[MATERIAL FOR THIS EXERCISE]:

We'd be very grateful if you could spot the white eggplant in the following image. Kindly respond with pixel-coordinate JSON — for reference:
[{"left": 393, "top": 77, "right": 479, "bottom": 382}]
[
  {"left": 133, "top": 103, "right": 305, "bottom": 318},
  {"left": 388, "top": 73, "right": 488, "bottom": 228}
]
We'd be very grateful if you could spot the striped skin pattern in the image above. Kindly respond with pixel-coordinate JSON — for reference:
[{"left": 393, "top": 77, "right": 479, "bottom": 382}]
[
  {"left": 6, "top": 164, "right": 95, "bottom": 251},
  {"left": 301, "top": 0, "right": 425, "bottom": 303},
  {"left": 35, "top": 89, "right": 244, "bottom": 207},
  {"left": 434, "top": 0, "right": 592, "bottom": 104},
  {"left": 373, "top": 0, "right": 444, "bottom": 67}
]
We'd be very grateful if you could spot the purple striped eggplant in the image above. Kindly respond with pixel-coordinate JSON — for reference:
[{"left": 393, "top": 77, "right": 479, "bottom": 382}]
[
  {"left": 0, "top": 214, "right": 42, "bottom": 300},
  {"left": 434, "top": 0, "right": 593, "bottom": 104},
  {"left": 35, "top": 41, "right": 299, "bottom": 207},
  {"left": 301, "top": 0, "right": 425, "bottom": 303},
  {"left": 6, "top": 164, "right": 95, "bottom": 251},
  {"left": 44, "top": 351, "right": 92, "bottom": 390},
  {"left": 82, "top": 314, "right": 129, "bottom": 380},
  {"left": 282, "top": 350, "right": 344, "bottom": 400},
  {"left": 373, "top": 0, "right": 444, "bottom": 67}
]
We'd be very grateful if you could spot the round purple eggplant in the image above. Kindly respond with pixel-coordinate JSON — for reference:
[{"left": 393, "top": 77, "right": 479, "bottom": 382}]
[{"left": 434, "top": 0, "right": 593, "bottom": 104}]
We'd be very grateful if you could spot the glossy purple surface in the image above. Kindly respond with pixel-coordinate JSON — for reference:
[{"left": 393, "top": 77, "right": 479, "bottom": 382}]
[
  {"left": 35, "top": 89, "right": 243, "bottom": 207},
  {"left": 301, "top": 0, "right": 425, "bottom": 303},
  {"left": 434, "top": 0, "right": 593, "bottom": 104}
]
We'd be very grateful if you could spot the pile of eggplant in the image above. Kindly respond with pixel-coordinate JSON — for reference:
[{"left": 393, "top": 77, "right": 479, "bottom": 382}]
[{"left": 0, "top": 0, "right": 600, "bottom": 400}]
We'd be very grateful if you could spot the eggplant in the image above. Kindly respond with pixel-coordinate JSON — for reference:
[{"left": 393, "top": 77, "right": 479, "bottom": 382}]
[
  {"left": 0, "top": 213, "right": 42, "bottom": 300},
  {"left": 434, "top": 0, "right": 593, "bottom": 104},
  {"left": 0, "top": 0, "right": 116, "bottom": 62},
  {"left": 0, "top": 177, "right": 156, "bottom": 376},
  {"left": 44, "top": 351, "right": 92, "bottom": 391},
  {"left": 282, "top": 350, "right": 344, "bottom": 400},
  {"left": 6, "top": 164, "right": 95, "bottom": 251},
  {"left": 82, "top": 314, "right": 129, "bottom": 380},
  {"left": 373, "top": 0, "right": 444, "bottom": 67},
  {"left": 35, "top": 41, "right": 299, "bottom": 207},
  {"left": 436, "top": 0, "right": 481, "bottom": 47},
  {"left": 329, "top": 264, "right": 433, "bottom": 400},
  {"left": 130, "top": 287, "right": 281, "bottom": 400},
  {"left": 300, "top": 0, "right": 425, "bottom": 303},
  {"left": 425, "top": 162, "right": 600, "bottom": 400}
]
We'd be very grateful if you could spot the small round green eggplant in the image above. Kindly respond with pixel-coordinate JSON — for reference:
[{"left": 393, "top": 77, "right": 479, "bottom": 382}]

[SHORT EXERCISE]:
Reproduce all of the records above verbatim, line by line, with no changes of any kind.

[EXERCISE RESULT]:
We'd be very grateful if you could spot the white eggplant in the following image. Kindly respond with pixel-coordinate JSON — for reference:
[{"left": 393, "top": 77, "right": 479, "bottom": 382}]
[
  {"left": 133, "top": 103, "right": 305, "bottom": 318},
  {"left": 388, "top": 73, "right": 488, "bottom": 228}
]
We'd be very grateful if you could spot the striped skin pattern in the image above. Kindly respond with pixel-coordinate JSON — for reference:
[{"left": 393, "top": 77, "right": 479, "bottom": 382}]
[
  {"left": 6, "top": 164, "right": 95, "bottom": 251},
  {"left": 301, "top": 0, "right": 425, "bottom": 303},
  {"left": 35, "top": 89, "right": 244, "bottom": 207},
  {"left": 434, "top": 0, "right": 592, "bottom": 104},
  {"left": 373, "top": 0, "right": 444, "bottom": 67}
]
We'd be very grateful if you could spot the purple striped eggplant in the image above. Kindly respond with pixel-coordinate JSON — for reference:
[{"left": 393, "top": 77, "right": 479, "bottom": 382}]
[
  {"left": 0, "top": 214, "right": 42, "bottom": 300},
  {"left": 434, "top": 0, "right": 593, "bottom": 104},
  {"left": 35, "top": 41, "right": 299, "bottom": 207},
  {"left": 301, "top": 0, "right": 425, "bottom": 303},
  {"left": 6, "top": 164, "right": 95, "bottom": 251},
  {"left": 44, "top": 351, "right": 92, "bottom": 390},
  {"left": 82, "top": 314, "right": 129, "bottom": 380},
  {"left": 282, "top": 350, "right": 344, "bottom": 400},
  {"left": 373, "top": 0, "right": 444, "bottom": 67}
]
We'd be very grateful if you could spot the round purple eggplant in the image above. Kindly respond with pixel-coordinate JSON — for reference:
[{"left": 393, "top": 77, "right": 479, "bottom": 382}]
[{"left": 434, "top": 0, "right": 593, "bottom": 104}]
We'd be very grateful if you could spot the glossy purple surface in the image above. Kindly respond with pixel-coordinate JSON — for reference:
[{"left": 393, "top": 77, "right": 479, "bottom": 382}]
[
  {"left": 35, "top": 89, "right": 243, "bottom": 207},
  {"left": 301, "top": 0, "right": 425, "bottom": 303},
  {"left": 434, "top": 0, "right": 593, "bottom": 104}
]
We'd be very grateful if you could spot the pile of eggplant in the image above. Kindly respond with pixel-coordinate JSON — for reference:
[{"left": 393, "top": 77, "right": 479, "bottom": 382}]
[{"left": 0, "top": 0, "right": 600, "bottom": 400}]
We'd be very grateful if you could spot the eggplant in the image above. Kindly respond with pixel-coordinate JSON — for reference:
[{"left": 393, "top": 77, "right": 479, "bottom": 382}]
[
  {"left": 0, "top": 213, "right": 42, "bottom": 300},
  {"left": 434, "top": 0, "right": 593, "bottom": 104},
  {"left": 0, "top": 0, "right": 116, "bottom": 62},
  {"left": 0, "top": 177, "right": 156, "bottom": 376},
  {"left": 44, "top": 351, "right": 92, "bottom": 391},
  {"left": 282, "top": 350, "right": 344, "bottom": 400},
  {"left": 6, "top": 164, "right": 95, "bottom": 251},
  {"left": 82, "top": 314, "right": 129, "bottom": 380},
  {"left": 373, "top": 0, "right": 444, "bottom": 67},
  {"left": 35, "top": 41, "right": 299, "bottom": 207},
  {"left": 436, "top": 0, "right": 481, "bottom": 47},
  {"left": 329, "top": 264, "right": 433, "bottom": 400},
  {"left": 130, "top": 287, "right": 281, "bottom": 400},
  {"left": 300, "top": 0, "right": 425, "bottom": 303},
  {"left": 425, "top": 162, "right": 600, "bottom": 400}
]
We'd be very grateful if you could spot the small round green eggplant in the image above. Kindly respond with pixel-coordinate JSON — for reference:
[{"left": 393, "top": 77, "right": 479, "bottom": 382}]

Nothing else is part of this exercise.